=== DIRECTIONS ===
a: Decide whether each statement below agrees with the piece on Diogenes of Sinope, answering yes or no and quoting the deciding words from it: (i) The writer hopes to pursue an interest in Greco-Roman Classics during four years at Cornell. (ii) Many of Diogenes's writings survive. (iii) The phrase "philosophy of protest" is credited to James Warren.
b: Transcribe the part of the piece on Diogenes of Sinope that opens with the words containing "Whenever I am" and closes with "learn from him.".
c: Pick up the piece on Diogenes of Sinope from the point where it stops, and continue it.

October 29, 2015

THE E’ER INSCRUTABLE | A Paean to Diogenes of Sinope

Print More

By GRIFFIN SMITH-NICHOLS

“Le fanatisme en résulte, – tare capitale qui donne à l’homme le goût de l’efficacité, de la prophétie, de la terreur, – lèpre lyrique par laquelle il contamine les âmes, les soumet, les broie ou les exalte… N’y échappent que les sceptiques (ou les fainéants et les esthètes), parce qu’ils ne proposent rien, parce que – vrais bienfaiteurs de l’humanité – ils en détruisent les partis pris et en analysent le délire.” -Emil Cioran, Précis de Décomposition

Painting by Jules Bastien-Lepage

Painting by Jules Bastien-Lepage

Whenever I am asked the question of what precisely I want to accomplish with an interest in Greco-Roman Classics that I (hope to) pursue through my four years at Cornell, the nagging temptation in the back of my head is to respond with the concise declaration, “I want to live naked in a clay jar and eat nothing but octopus,” as the Ur-Cynic Diogenes of Sinope did. Frivolity and my aversion to the venerated hermit’s famous love of cold baths and the mollusk diet regime aside, I believe that one of the greatest, most salutary and yet utterly intangible influences of Hellenism can be found in his practiced self-abnegation and what James Warren dubbed an upfront “philosophy of protest.” Cornell can learn from him.

Diogenes’s efforts are devoid of the attention-seeking, precipitous lemming-mentality antics so prominent in the shriller patristic authors. They are devoid, moreover, of the modern conception of the term “Cynic,” meaning a sour, snarky and self-hating ersatz misanthropy. Therein lies his essential timelessness: Diogenes was a prophet of nothing — a man who offered neither commandments nor a ladder to enlightenment and of whom, despite his status as a prolific author, nothing remains to rival the stacks of garrulous papyri once piled high in Alexandria and Antioch.

Stored items from a collection

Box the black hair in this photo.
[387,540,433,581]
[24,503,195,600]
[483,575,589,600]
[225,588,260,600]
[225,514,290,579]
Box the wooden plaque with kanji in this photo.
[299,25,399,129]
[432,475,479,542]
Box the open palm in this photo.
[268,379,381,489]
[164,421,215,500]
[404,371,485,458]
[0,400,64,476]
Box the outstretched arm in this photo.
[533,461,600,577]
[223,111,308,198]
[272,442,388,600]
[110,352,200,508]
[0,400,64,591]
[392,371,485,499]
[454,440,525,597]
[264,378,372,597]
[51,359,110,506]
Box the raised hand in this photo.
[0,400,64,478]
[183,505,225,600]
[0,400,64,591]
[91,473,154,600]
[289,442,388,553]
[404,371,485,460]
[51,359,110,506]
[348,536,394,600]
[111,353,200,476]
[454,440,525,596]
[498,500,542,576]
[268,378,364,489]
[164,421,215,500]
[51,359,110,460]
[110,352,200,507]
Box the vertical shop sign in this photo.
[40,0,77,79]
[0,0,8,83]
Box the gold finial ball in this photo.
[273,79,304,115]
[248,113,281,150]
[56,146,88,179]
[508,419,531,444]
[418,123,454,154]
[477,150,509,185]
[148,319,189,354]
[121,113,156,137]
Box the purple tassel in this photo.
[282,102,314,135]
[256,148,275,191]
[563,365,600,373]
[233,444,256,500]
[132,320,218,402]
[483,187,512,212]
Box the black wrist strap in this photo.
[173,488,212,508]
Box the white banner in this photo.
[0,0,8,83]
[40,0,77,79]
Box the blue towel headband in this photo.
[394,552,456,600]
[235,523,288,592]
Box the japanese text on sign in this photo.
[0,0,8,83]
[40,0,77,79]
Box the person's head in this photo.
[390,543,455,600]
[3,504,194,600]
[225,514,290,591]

=== PER-TASK ANSWERS ===
a:
(i) Yes: "an interest in Greco-Roman Classics that I (hope to) pursue through my four years at Cornell"
(ii) No: "despite his status as a prolific author, nothing remains to rival the stacks of garrulous papyri once piled high in Alexandria and Antioch"
(iii) Yes: "what James Warren dubbed an upfront “philosophy of protest.”"

b:
Whenever I am asked the question of what precisely I want to accomplish with an interest in Greco-Roman Classics that I (hope to) pursue through my four years at Cornell, the nagging temptation in the back of my head is to respond with the concise declaration, “I want to live naked in a clay jar and eat nothing but octopus,” as the Ur-Cynic Diogenes of Sinope did. Frivolity and my aversion to the venerated hermit’s famous love of cold baths and the mollusk diet regime aside, I believe that one of the greatest, most salutary and yet utterly intangible influences of Hellenism can be found in his practiced self-abnegation and what James Warren dubbed an upfront “philosophy of protest.” Cornell can learn from him.

c:
The impulse to critical satire gave Diogenes’s life the ironic, flippantly gleeful quality of a contemporary satyr play. This same flippancy, matched in its extremity only by the abjectness of his poverty, pops out aggressively from a casual reading of his biography by the (unrelated) Diogenes Laërties. Diogenes balked not at defecation in public places, nor at bird-flipping, nor rhetorical emasculation, nor public masturbation, nor even (literally) spitting in the face of authority figures, unmoved by the pomp of Alexander the Great and his Diadochi cronies. This would reek of philosophical immaturity were it not enacted with as consistent an apparent ideology as it were. Drunkenness or an inborn love of rabble-rousing played no role in making him who he was: for Diogenes, the reputations, wealth and standards of decency demanded by his well-groomed Hellenic betters were costly airs that could only give the rot of their moral weaknesses a sickly sheen. Decency and articulation could not disguise the folly of property, social jostling and the affairs of state before the eyes of the gods.

One of the most astute analyses of Diogenes’s life and visceral works comes from Julian the Apostate, Rome’s last pagan Emperor, who lived nearly seven centuries after his death. In a celebrated Greek treatise entitled To The Uneducated Cynics, Julian rationally and with a genuine zeal chides the generation of pseudo-Cynics that sprung up like flies over the cadaverous, cultural exhaustion of the fourth century. These were men afflicted with a fetish for the outward trappings of the Cynic lifestyle — the weathered cap, entreatingly empty wallet, acerbic remarks and vagabond’s staff — but simultaneously loathed the introspective self-discipline and poverty demanded of them therein. This was a flabby, unthinking offshoot of what Diogenes preached; as much as the Ur-Cynic judged the world around him, he judged himself more, seeking to sink ever lower, ever further into a soiled, unassailable sainthood, tossing aside a bowl in his wallet when he saw a child drinking with cupped, bare hands.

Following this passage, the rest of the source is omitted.